WHAT YOU SHOULD DO
Could you return all of the entries below exactly, minus the pictures?

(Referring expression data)

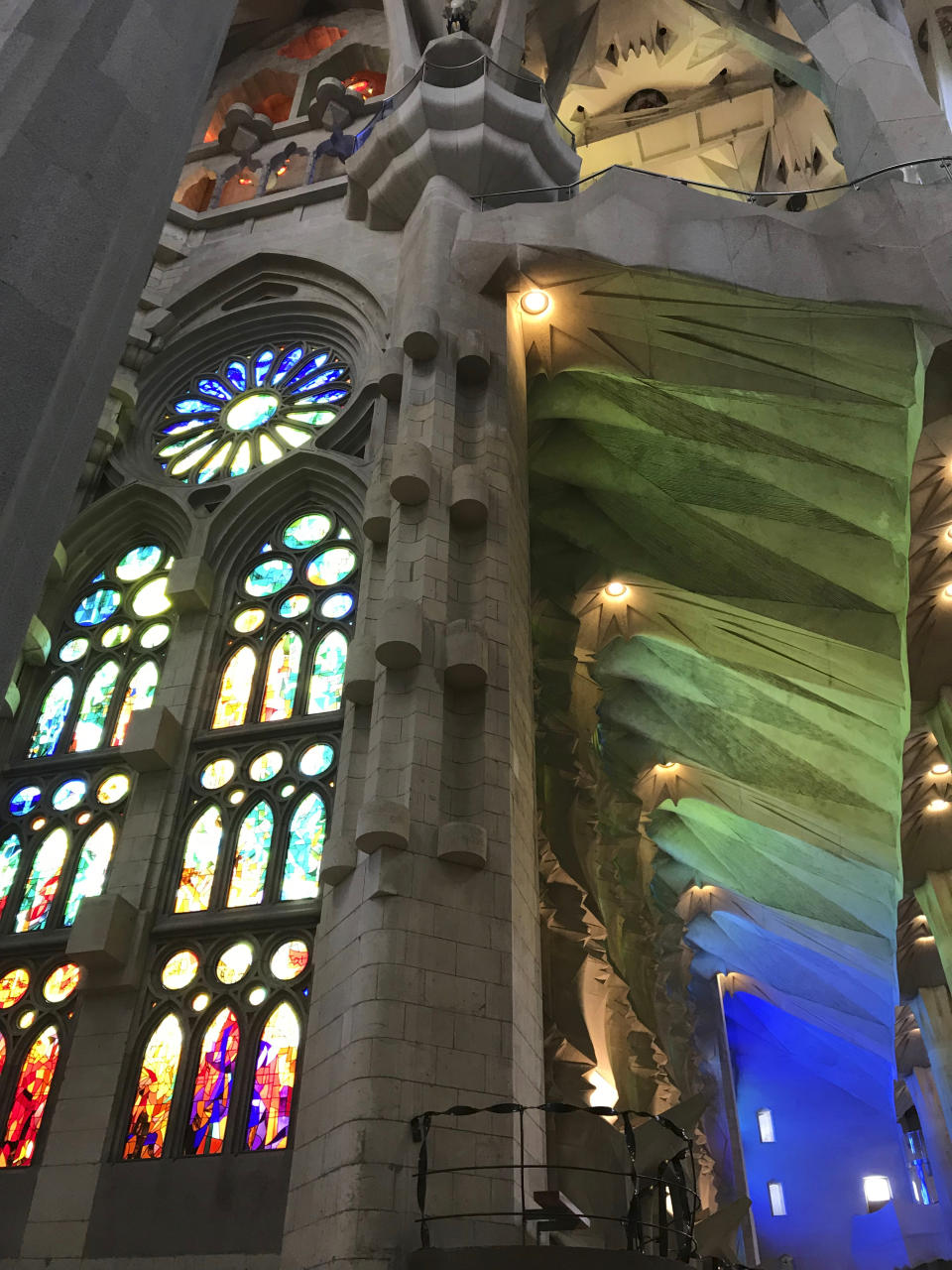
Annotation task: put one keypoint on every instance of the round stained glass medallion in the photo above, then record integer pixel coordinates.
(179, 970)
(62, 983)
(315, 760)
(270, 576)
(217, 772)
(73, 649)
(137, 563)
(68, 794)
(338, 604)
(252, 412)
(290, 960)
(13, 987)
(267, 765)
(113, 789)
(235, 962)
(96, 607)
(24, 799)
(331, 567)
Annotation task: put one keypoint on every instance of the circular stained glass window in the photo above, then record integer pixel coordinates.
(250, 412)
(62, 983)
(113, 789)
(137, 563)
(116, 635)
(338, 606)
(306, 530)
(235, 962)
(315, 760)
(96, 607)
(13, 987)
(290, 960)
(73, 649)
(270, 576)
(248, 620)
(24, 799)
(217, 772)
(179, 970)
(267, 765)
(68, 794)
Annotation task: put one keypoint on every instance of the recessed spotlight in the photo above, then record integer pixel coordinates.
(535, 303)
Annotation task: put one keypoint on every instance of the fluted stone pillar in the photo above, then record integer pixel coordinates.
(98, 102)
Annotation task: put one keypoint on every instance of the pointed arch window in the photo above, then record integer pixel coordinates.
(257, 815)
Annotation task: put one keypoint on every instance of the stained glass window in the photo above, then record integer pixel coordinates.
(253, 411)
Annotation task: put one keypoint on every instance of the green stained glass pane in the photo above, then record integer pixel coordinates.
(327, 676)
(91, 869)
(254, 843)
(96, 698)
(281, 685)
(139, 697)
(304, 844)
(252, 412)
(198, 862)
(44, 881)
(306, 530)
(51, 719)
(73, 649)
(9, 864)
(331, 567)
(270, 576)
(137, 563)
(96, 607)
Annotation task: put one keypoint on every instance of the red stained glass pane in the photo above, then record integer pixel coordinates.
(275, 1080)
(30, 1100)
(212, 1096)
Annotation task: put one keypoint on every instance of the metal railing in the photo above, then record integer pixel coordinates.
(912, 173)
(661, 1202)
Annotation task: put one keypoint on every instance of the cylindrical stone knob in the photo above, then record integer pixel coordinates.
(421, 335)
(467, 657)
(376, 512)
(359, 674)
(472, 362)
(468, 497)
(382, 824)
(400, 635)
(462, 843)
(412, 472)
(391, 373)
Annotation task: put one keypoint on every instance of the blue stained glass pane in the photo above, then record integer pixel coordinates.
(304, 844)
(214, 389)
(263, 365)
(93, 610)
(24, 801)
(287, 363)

WRITTEN RESPONSE
Annotation task: put one keypoint on every instance of the round stained glass medallion in the photo above, then record integer pixel coordinates.
(179, 970)
(62, 983)
(315, 760)
(270, 576)
(217, 772)
(73, 649)
(137, 563)
(68, 794)
(338, 604)
(252, 412)
(290, 960)
(13, 987)
(267, 765)
(113, 789)
(235, 962)
(96, 607)
(24, 799)
(331, 567)
Annotation task: put one keypoint on every instance of the circular stained glass window in the photo above, then record integer pixel coordinates.
(250, 412)
(62, 983)
(113, 789)
(137, 563)
(116, 635)
(338, 606)
(306, 530)
(235, 962)
(315, 760)
(96, 607)
(13, 987)
(290, 960)
(73, 649)
(270, 576)
(248, 620)
(24, 799)
(217, 772)
(179, 970)
(267, 765)
(68, 794)
Annotation task: put one keypoint on every instance of the recessed spotlight in the photo above, then record integer pixel coordinates.
(535, 303)
Annotation task: put one keypoint on every instance of the fluted stone pillar in the photo above, then record integer pixel coordinates.
(98, 102)
Annotation task: put one keypoint on every instance of the pointed arch window in the photo above, then record integer pixel coordinates.
(257, 815)
Annotation task: put one keypoint on every instance of the stained glass window in the photo above, then record integer pixel coordinates.
(253, 411)
Annotation task: put one keypoint on every instance of the green stained glass pane in the photo above, then record integer pixel coordinates.
(327, 676)
(91, 869)
(254, 843)
(96, 698)
(281, 685)
(139, 697)
(304, 844)
(252, 412)
(198, 862)
(44, 881)
(306, 530)
(51, 719)
(73, 649)
(9, 864)
(331, 567)
(270, 576)
(137, 563)
(96, 607)
Annotation task: put one keypoint on every instance of the red stained glass pane in the photo above, then record integer pixel coordinates.
(275, 1080)
(30, 1100)
(212, 1096)
Annotation task: put one keypoint on every instance of the metal railing in the photo above, then record integer pixel coordinates.
(912, 173)
(661, 1202)
Annotation task: put one keypoint on every instance of the cylindrical stone knob in the photo above, then record integer pixel coordinates.
(421, 335)
(467, 657)
(376, 512)
(359, 674)
(472, 362)
(468, 497)
(382, 824)
(400, 635)
(462, 843)
(412, 472)
(391, 373)
Annotation task: put one keypoint on every instance of the blue stained glass pane in the photo above, then record integer pixel coordinates.
(304, 844)
(214, 389)
(263, 365)
(93, 610)
(24, 801)
(287, 363)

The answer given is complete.